Directive:
Render the lines of the entries below as a JSON list of strings, with one string for each line and blank lines omitted.

Dataset rows:

"""

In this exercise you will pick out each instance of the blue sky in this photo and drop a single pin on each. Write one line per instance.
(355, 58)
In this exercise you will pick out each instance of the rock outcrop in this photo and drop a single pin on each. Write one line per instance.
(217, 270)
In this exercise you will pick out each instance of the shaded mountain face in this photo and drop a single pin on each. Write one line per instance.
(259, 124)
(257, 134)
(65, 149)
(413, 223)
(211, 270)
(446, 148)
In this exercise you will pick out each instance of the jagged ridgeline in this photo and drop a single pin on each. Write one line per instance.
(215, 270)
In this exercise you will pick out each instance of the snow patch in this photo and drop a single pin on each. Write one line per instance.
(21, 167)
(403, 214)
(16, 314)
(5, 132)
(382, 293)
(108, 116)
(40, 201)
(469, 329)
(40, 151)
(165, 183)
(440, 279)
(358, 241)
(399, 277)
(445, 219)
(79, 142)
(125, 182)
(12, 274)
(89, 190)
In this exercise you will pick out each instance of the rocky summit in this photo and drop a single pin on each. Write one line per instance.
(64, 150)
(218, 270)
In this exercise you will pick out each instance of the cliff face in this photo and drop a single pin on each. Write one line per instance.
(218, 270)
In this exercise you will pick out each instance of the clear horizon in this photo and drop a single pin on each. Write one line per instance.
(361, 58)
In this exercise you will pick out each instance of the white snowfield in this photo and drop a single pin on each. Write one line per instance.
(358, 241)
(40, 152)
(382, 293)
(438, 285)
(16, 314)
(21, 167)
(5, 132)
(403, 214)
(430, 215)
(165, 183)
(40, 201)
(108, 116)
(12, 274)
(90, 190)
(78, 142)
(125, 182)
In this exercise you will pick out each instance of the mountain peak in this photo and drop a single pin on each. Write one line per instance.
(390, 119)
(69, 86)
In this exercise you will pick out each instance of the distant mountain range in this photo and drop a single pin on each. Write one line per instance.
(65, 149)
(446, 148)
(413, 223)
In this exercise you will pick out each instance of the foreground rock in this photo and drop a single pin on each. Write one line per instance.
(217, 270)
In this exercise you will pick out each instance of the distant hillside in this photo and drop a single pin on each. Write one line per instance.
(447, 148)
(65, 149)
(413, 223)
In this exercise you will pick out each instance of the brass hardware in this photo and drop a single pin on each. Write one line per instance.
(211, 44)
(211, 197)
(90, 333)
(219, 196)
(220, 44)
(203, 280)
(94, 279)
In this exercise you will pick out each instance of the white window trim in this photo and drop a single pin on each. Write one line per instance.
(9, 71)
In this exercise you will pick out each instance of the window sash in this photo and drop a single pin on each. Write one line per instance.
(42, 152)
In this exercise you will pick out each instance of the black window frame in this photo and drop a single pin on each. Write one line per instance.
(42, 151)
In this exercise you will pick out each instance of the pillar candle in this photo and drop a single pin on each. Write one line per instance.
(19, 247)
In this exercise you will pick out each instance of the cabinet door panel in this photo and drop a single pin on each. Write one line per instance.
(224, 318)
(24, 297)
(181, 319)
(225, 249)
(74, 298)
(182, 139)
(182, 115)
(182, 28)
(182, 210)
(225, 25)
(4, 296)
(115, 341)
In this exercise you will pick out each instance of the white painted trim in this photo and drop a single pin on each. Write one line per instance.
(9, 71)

"""

Solution:
[
  "In this exercise you will pick out each instance of the blue sky in this photo and drop a single pin on each. Write one line per instance.",
  "(355, 58)",
  "In this exercise you will pick out each instance of the rock outcrop in this photo and drop a single pin on each. Write one line per instance.",
  "(217, 270)",
  "In this exercise you will pick out each instance of the shaded mountain face in this photo and drop a single pin on each. Write one line per instance.",
  "(259, 124)",
  "(257, 134)",
  "(65, 149)",
  "(413, 223)",
  "(211, 270)",
  "(446, 148)",
  "In this exercise you will pick out each instance of the jagged ridgeline in this photo and drop a single pin on each. Write one line per instance.",
  "(215, 270)",
  "In this exercise you will pick out each instance of the snow patch in this photo and drop a single pin on each. Write one line per instance.",
  "(21, 167)",
  "(403, 214)",
  "(16, 314)",
  "(5, 132)",
  "(382, 293)",
  "(108, 116)",
  "(40, 201)",
  "(469, 329)",
  "(40, 151)",
  "(165, 183)",
  "(440, 279)",
  "(358, 241)",
  "(399, 277)",
  "(445, 219)",
  "(79, 142)",
  "(125, 182)",
  "(12, 274)",
  "(89, 190)",
  "In this exercise you will pick out each instance of the rocky summit in this photo and drop a single pin on each. Write one line per instance.",
  "(64, 150)",
  "(218, 270)",
  "In this exercise you will pick out each instance of the cliff face in this photo and drop a single pin on each. Write one line per instance.",
  "(218, 270)",
  "In this exercise you will pick out each instance of the clear horizon in this photo and drop a single pin on each. Write one line per instance.",
  "(361, 58)",
  "In this exercise you will pick out each instance of the white snowfield in this photo and drop a single pin on each. Write one line per instance.",
  "(358, 241)",
  "(40, 152)",
  "(382, 293)",
  "(438, 285)",
  "(16, 314)",
  "(21, 167)",
  "(5, 132)",
  "(403, 214)",
  "(430, 215)",
  "(165, 183)",
  "(40, 201)",
  "(108, 116)",
  "(12, 274)",
  "(90, 190)",
  "(78, 142)",
  "(125, 182)",
  "In this exercise you will pick out each instance of the mountain peak in this photo and drop a single pin on each. Write one line per instance.",
  "(390, 119)",
  "(69, 86)",
  "In this exercise you will pick out each instance of the distant mountain range in this photo and drop a single pin on each. Write one line per instance.",
  "(65, 149)",
  "(446, 148)",
  "(413, 223)",
  "In this exercise you will pick out each instance of the foreground rock in this photo and drop a single pin on each. Write one line per instance.",
  "(217, 270)",
  "In this exercise you will pick out each instance of the distant hillside in this photo and drop a single pin on each. Write one line per instance.",
  "(447, 148)",
  "(65, 149)",
  "(413, 223)",
  "In this exercise you will pick out each instance of the brass hardware in this photo and drop a single pin on each. Write one line per instance.",
  "(211, 44)",
  "(211, 197)",
  "(90, 333)",
  "(219, 196)",
  "(220, 44)",
  "(203, 280)",
  "(94, 279)",
  "In this exercise you will pick out each instance of the white window trim in this photo and drop a single pin on each. Write one line per instance.",
  "(9, 71)",
  "In this exercise you will pick out each instance of the window sash in this photo and drop a single pin on each. Write one line per instance.",
  "(42, 152)",
  "In this exercise you will pick out each instance of the black window frame in this photo and drop a single pin on each. Write one line per instance.",
  "(42, 151)",
  "In this exercise you will pick out each instance of the pillar candle in this photo and drop a single pin on each. Write one line per instance.",
  "(19, 247)",
  "In this exercise you will pick out each instance of the cabinet door panel in this photo and drop a single pin on each. Write one line per instance.",
  "(224, 318)",
  "(24, 297)",
  "(181, 319)",
  "(225, 249)",
  "(74, 298)",
  "(182, 139)",
  "(182, 115)",
  "(182, 28)",
  "(182, 210)",
  "(225, 25)",
  "(4, 296)",
  "(115, 341)",
  "In this exercise you will pick out each instance of the white painted trim in this photo and drop a single pin on each. Write one line per instance.",
  "(9, 71)"
]